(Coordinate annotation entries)
'''

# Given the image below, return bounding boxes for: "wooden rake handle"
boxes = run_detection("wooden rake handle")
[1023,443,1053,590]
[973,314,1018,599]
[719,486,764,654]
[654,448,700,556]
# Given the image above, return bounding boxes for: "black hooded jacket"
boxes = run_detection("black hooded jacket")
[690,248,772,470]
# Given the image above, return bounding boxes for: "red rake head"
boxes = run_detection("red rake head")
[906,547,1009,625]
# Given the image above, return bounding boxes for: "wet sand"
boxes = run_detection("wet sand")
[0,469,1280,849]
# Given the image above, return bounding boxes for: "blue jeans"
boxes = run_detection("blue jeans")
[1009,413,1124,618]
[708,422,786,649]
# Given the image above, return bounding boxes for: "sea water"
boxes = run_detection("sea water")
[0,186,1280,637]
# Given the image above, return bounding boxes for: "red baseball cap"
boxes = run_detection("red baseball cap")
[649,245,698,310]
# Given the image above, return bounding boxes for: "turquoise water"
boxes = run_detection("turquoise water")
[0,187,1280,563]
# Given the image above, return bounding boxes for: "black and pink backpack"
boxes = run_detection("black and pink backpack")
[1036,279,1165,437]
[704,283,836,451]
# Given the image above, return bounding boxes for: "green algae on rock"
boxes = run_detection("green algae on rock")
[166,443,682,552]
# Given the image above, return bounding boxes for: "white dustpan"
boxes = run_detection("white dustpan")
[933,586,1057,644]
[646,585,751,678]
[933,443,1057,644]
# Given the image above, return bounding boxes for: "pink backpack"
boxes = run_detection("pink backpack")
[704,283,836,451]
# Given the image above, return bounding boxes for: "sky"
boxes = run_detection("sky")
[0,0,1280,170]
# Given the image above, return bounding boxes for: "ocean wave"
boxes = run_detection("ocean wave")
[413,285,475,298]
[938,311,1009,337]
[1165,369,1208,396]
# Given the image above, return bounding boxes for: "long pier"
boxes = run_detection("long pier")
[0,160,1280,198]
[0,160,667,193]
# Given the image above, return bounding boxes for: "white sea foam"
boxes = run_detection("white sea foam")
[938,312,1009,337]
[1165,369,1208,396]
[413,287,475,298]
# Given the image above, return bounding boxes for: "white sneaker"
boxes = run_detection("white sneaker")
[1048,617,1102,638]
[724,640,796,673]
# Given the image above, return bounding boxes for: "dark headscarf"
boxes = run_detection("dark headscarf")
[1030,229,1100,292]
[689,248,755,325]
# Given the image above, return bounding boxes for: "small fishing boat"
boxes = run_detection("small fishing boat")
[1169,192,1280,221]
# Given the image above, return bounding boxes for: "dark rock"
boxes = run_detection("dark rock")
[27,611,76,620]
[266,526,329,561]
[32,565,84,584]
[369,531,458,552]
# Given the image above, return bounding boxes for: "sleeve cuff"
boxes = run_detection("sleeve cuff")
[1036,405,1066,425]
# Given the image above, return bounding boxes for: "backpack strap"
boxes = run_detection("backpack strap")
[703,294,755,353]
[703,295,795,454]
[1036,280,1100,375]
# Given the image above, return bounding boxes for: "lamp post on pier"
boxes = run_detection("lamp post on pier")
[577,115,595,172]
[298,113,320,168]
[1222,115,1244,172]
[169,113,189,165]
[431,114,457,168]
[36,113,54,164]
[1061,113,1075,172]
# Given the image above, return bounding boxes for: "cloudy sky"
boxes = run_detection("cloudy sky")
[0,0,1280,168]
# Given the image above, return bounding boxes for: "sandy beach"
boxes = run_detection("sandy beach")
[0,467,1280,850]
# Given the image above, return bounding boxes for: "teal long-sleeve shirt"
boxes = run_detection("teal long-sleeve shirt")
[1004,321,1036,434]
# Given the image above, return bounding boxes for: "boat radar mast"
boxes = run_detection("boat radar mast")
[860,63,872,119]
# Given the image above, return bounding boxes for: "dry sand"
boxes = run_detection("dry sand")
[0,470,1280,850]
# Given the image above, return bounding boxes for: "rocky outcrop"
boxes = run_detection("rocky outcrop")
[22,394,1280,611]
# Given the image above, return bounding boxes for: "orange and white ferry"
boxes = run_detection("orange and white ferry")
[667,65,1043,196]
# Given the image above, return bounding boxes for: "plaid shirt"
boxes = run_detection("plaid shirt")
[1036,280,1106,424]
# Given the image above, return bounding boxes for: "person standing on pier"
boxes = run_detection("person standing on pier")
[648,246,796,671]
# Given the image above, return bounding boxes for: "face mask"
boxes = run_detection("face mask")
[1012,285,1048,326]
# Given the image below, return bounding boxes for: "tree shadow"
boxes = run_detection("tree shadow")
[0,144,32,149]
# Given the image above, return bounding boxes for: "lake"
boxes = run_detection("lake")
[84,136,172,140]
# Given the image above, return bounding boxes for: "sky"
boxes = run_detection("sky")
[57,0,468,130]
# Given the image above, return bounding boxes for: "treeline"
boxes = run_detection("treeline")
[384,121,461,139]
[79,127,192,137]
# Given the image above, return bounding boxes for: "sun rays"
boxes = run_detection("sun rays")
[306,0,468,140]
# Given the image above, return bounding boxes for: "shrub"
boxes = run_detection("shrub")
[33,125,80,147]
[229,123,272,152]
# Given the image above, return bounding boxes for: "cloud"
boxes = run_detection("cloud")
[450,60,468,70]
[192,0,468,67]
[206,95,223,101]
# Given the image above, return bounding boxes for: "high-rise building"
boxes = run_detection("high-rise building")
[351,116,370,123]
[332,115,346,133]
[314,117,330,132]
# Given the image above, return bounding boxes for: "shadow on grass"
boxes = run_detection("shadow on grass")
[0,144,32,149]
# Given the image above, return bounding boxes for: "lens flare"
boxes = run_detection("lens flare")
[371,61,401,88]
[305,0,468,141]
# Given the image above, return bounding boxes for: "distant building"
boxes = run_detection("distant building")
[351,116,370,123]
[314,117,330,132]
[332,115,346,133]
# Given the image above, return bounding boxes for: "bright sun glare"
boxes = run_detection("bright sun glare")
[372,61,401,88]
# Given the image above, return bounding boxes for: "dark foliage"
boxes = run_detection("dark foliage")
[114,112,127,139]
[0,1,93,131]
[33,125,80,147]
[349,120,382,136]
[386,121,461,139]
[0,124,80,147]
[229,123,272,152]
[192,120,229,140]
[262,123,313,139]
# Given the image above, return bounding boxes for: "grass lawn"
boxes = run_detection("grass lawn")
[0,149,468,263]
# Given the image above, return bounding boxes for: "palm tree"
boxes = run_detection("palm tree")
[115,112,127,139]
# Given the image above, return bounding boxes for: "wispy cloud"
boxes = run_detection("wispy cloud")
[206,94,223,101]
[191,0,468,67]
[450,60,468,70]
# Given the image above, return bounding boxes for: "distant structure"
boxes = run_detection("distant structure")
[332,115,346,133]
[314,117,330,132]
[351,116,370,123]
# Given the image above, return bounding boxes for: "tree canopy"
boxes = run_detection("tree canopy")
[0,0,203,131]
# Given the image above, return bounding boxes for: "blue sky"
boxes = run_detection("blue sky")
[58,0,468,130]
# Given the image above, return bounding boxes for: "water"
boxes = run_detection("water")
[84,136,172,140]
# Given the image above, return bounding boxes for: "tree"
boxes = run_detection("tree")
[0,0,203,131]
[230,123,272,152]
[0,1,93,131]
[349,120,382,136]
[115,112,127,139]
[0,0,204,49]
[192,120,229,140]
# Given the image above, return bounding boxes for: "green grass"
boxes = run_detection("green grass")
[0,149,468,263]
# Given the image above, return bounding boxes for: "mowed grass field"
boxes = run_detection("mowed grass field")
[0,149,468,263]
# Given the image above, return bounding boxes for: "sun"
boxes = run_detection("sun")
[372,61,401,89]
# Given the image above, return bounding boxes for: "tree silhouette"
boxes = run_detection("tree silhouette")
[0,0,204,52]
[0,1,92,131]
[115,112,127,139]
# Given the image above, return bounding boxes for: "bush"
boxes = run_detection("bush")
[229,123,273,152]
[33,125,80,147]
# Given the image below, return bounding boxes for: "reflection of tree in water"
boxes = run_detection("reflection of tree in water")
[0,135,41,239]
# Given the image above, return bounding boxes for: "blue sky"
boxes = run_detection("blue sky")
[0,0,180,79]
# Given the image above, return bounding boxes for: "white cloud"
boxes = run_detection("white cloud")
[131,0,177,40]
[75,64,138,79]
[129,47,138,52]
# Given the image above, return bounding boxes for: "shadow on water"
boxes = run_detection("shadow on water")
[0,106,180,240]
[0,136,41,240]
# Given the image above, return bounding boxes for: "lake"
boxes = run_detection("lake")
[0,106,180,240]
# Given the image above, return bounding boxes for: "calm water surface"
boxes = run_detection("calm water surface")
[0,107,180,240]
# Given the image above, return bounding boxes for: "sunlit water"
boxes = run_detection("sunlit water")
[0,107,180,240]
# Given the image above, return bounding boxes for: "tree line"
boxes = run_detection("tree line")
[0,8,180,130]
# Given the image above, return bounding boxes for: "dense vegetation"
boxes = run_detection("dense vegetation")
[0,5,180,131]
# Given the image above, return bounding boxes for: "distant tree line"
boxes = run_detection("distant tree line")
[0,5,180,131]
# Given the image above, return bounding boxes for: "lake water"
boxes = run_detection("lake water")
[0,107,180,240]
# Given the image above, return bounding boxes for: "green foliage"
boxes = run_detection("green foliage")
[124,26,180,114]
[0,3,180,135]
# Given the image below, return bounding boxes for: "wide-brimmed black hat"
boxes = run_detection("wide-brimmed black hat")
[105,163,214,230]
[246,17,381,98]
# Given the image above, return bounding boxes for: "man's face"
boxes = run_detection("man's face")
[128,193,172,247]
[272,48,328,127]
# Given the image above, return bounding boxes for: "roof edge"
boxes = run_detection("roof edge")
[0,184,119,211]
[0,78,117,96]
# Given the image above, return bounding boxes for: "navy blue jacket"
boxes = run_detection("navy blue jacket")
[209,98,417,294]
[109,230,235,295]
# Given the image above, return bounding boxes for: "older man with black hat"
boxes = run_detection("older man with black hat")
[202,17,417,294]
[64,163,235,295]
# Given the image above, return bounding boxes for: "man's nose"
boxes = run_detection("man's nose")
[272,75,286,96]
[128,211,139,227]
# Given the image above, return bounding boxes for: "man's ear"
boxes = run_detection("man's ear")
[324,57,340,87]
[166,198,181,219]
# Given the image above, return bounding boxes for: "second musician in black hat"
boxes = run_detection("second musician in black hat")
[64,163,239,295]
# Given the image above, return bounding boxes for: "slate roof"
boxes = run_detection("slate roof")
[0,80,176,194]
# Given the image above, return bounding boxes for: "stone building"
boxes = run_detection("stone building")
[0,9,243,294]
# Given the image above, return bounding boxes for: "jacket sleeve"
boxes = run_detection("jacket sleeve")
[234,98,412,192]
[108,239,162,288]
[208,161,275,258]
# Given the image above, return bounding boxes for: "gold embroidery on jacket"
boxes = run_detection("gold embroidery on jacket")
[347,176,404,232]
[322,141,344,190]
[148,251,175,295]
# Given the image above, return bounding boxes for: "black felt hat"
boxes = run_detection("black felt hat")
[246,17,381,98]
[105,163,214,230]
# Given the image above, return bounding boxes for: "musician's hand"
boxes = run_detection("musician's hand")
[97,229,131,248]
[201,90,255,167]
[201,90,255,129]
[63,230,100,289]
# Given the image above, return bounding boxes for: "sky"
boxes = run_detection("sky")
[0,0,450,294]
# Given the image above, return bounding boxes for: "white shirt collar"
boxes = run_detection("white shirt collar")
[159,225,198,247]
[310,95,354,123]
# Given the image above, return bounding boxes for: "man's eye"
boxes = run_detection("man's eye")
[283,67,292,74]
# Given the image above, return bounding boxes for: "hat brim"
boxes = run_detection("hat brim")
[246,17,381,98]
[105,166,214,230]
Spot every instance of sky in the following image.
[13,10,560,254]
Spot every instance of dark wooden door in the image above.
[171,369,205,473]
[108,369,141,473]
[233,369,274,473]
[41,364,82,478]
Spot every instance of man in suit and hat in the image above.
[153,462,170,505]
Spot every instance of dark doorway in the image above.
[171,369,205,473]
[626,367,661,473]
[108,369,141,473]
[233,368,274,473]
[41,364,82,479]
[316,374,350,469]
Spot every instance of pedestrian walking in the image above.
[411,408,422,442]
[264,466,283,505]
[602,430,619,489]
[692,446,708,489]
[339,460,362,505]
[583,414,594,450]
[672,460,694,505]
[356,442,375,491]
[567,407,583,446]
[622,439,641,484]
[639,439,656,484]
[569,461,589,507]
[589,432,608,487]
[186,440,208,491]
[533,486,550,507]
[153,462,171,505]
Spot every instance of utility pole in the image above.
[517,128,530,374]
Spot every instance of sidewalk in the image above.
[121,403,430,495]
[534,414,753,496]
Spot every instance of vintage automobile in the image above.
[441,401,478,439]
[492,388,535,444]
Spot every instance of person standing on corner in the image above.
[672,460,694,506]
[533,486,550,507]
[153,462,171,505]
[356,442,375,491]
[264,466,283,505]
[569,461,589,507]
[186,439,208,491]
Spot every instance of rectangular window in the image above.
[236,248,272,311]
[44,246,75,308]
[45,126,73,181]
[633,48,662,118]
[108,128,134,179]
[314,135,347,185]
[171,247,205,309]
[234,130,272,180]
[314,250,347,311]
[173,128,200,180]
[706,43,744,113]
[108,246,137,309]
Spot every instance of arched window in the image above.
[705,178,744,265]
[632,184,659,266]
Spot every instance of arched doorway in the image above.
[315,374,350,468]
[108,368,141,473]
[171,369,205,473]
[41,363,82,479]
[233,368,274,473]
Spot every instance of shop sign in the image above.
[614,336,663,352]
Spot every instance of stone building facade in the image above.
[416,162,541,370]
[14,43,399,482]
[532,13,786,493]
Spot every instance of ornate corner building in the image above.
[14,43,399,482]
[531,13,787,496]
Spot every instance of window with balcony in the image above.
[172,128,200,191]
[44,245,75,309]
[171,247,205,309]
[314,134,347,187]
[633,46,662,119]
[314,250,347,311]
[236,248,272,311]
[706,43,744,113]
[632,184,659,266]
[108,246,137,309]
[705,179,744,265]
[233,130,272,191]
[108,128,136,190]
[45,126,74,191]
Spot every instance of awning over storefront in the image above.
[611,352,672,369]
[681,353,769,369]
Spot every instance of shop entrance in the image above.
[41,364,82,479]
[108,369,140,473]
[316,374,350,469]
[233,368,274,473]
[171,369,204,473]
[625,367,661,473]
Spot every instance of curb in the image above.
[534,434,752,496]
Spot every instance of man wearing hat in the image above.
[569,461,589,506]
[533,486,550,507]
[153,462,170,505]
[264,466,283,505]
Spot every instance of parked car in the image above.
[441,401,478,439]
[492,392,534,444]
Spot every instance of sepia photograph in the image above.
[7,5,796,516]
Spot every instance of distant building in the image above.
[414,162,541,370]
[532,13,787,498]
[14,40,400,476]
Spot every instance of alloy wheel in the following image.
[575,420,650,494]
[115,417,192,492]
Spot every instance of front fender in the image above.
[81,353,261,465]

'''

Written exercise:
Rewrite the entries from the line holding "Spot every instance of man wearing" through the end of the entries, inclusive, swapping "parked car" for "parked vehicle" and leaving everything else unchanged.

Answer for the task:
Spot every instance of man wearing hat in the image above.
[569,461,589,506]
[533,486,550,507]
[153,462,170,505]
[264,466,283,505]
Spot every instance of parked vehicle in the image above.
[441,401,478,439]
[492,392,534,444]
Spot every instance of sepia photograph in the image above.
[7,5,796,516]
Spot every instance of distant building in the image above.
[414,162,541,370]
[532,13,787,498]
[14,40,400,476]
Spot every instance of alloy wheel in the following image.
[575,420,650,494]
[115,417,192,492]
Spot every instance of front fender in the image above.
[81,353,261,465]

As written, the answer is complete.